Extrait du texte:
►

Sortis de l’Asie, nous allons entrer en Afrique & dans l’Europe, & passer chez les Maures. Essereph-Essachalli, le premier qui se présente, naquit en Sicile ; ce fut un homme instruit & éloquent. Il eut les connoissances communes aux savans de son tems, mais il les surpassa dans la cosmographie. Il fut connu & protégé du comte Roger, qui préféroit la lecture du spatiatorium locorum d’Essachalli à celle de l’almageste de Ptolomée, parce que Ptolomée n’avoit traité que d’une partie de l’univers, & qu’Essachalli avoit embrassé l’univers entier. Ce philosophe se défit des biens qu’il tenoit de son souverain, renonça aux espérances qu’il pouvoit encore fonder sur sa libéralité, quitta la cour & la Sicile, & se retira dans la Mauritanie.

Thograi naquit à Ispahan. Il fut poëte, historien, orateur, philosophe, médecin & chimiste. Cet homme né malheureusement pour son bonheur, accablé des bienfaits de son maître, élevé à la seconde dignité de l’empire, toujours plus riche, plus considéré, & plus mécontent, n’ouvroit la bouche, ne prenoit la plume que pour se plaindre de la perversité du sort & de l’injustice des hommes ; c’étoit le sujet d’un poëme

qu’il composoit lorsque le sultan son maître entra dans sa tente. Celui-ci, après en avoir lû quelques vers, lui dit : « Thograi, je vois que tu es mal avec toi-même ; écoute, & ressouviens-toi de ma prédiction. Je commande à la moitié de l’Asie ; tu es le premier d’un grand empire après moi ; le ciel a versé sur nous sa faveur, il ne dépend que de nous d’en jouir. Craignons qu’il ne punisse un jour notre ambition par quelques revers ; nous sommes des hommes, ne veuillons pas être des dieux ». Peu de tems après, le sultan, plus sage dans la spéculation que dans la pratique, fut jetté dans un cachot avec son ministre. Thograi fut mis à la question & dépouillé de ses trésors, peu de tems après, & fut condamné de périr attaché à un arbre & percé de flèches. Ce supplice ne l’abattit point. Il montra plus de courage qu’on n’en devoit attendre d’une ame que l’avarice avoit avilie. Il chanta des vers qu’il avoit composés ; brava la mort ; il insulta à ses ennemis, & s’offrit sans pâlir à leurs coups. On exerça la férocité jusque sur son cadavre, qui fut abandonné aux flammes. Il a écrit des commentaires historiques sur les choses d’Asie & de Perse, & il nous a laissé un ouvrage d’alchimie intitulé défloratio naturæ. Il paroit s’être soustrait au joug de l’aristotélisme, pour s’attacher à la doctrine de Platon. Il avoit médité sa république. D’un grand nombre de poëmes dans lesquels il avoit célébré les hommes illustres de son tems, il ne nous en reste qu’un dont l’argument est moral.

◄

Lignes:
►

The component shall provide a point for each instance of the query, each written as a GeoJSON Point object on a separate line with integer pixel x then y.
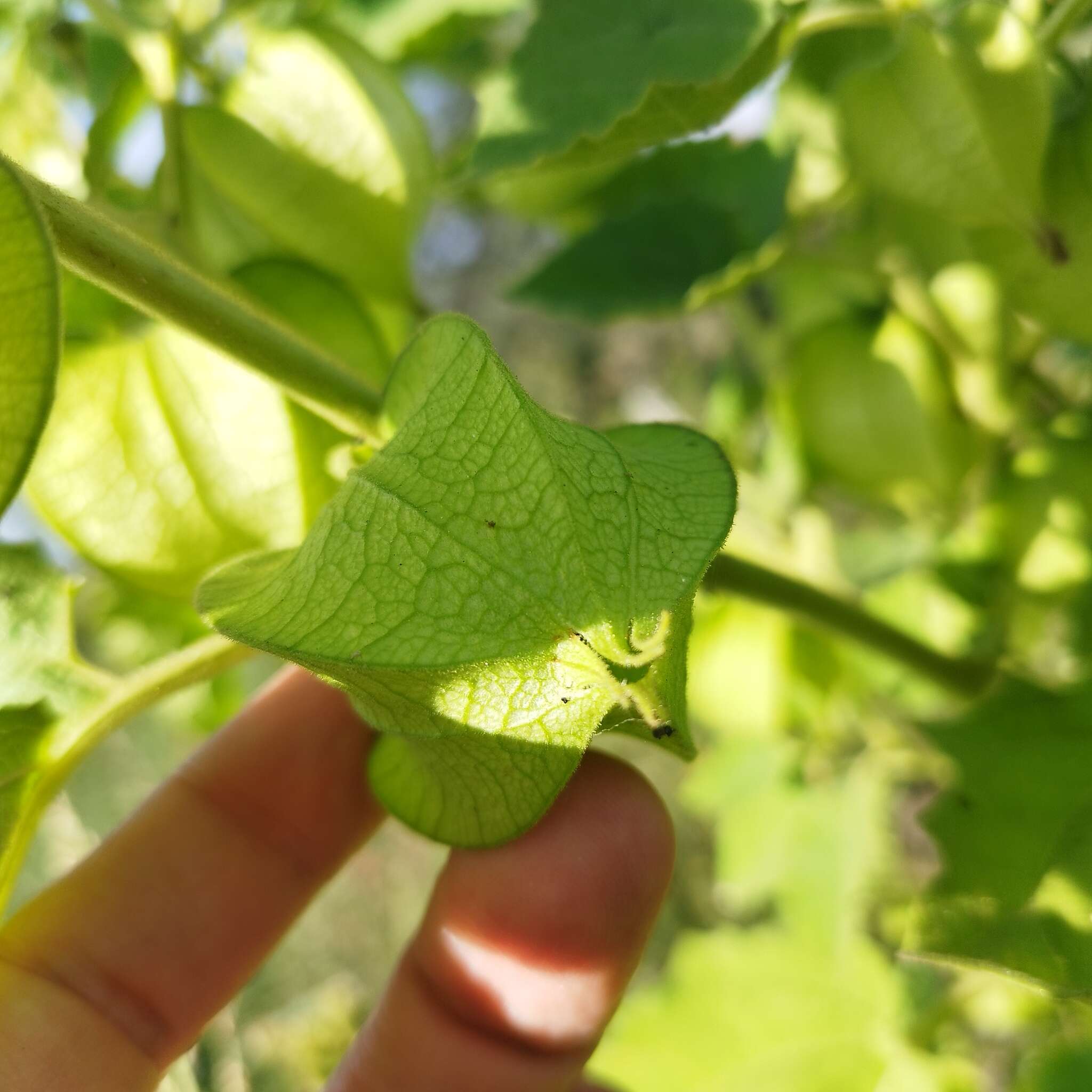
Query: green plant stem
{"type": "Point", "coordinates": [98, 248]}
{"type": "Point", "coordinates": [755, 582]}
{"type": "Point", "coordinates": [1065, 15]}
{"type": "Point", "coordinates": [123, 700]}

◄
►

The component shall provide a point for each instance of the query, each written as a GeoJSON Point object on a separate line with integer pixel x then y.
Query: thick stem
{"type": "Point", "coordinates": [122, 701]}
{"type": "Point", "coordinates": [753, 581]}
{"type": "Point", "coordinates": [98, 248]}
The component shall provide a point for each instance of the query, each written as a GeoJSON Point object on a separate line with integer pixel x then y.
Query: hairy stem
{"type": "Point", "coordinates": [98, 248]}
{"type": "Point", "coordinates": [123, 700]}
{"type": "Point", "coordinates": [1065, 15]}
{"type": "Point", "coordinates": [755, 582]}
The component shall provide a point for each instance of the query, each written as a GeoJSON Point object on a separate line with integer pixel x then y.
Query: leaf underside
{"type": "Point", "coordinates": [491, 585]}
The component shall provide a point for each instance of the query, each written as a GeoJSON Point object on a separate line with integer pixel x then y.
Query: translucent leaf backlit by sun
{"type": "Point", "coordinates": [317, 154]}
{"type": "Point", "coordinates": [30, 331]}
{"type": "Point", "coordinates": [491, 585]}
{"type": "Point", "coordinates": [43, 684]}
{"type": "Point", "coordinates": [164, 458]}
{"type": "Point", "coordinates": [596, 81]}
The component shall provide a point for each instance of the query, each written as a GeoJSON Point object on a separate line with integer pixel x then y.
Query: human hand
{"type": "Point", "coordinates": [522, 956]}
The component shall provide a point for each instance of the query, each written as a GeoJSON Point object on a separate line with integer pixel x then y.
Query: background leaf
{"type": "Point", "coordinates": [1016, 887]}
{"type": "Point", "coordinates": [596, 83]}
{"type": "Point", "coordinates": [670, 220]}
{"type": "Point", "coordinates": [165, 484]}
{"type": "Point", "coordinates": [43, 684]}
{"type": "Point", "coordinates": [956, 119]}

◄
►

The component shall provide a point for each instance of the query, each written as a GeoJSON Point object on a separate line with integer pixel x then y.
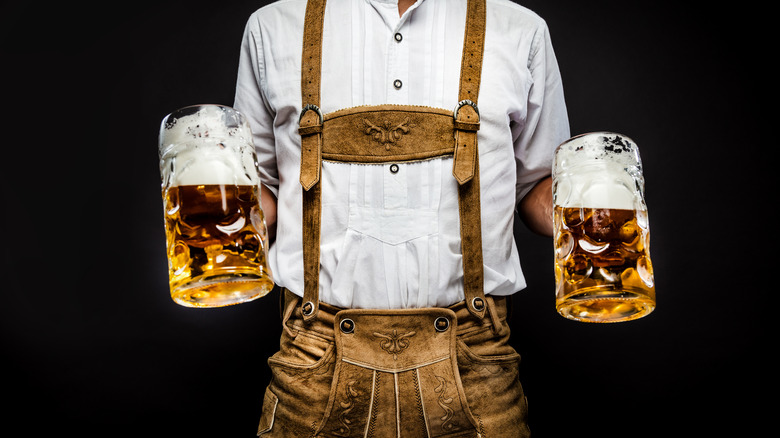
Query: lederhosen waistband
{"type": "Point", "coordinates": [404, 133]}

◄

Exercice 1: Réécrivez sous forme de liste le paragraphe de l'extrait qui commence par « Sortis de l’Asie », en gardant ses faits principaux.
Exercice 2: Donnez tous les métiers que l'extrait attribue à Thograi dans la phrase qui commence par « Il fut poëte ».
Exercice 3: Recopiez sans rien changer le passage de l'extrait qui s'ouvre sur les mots contenant "Sortis de l’Asie, nous" et se ferme sur "dans la Mauritanie.".

Réponse attendue 1:
- On quitte l'Asie pour l'Afrique et l'Europe, chez les Maures.
- Essereph-Essachalli est né en Sicile. C'était un homme instruit et éloquent.
- Il avait le savoir commun aux savants de son temps, mais il les dépassait en cosmographie.
- Le comte Roger le connaissait et le protégeait. Il préférait son spatiatorium locorum à l'almageste de Ptolomée, parce que Ptolomée n'avait traité que d'une partie de l'univers alors qu'Essachalli l'avait embrassé tout entier.
- Il s'est défait des biens reçus de son souverain et a renoncé aux largesses qu'il pouvait encore en espérer. Il a quitté la cour et la Sicile et s'est retiré en Mauritanie.

Réponse attendue 2:
- poëte
- historien
- orateur
- philosophe
- médecin
- chimiste

Réponse attendue 3:
Sortis de l’Asie, nous allons entrer en Afrique & dans l’Europe, & passer chez les Maures. Essereph-Essachalli, le premier qui se présente, naquit en Sicile ; ce fut un homme instruit & éloquent. Il eut les connoissances communes aux savans de son tems, mais il les surpassa dans la cosmographie. Il fut connu & protégé du comte Roger, qui préféroit la lecture du spatiatorium locorum d’Essachalli à celle de l’almageste de Ptolomée, parce que Ptolomée n’avoit traité que d’une partie de l’univers, & qu’Essachalli avoit embrassé l’univers entier. Ce philosophe se défit des biens qu’il tenoit de son souverain, renonça aux espérances qu’il pouvoit encore fonder sur sa libéralité, quitta la cour & la Sicile, & se retira dans la Mauritanie.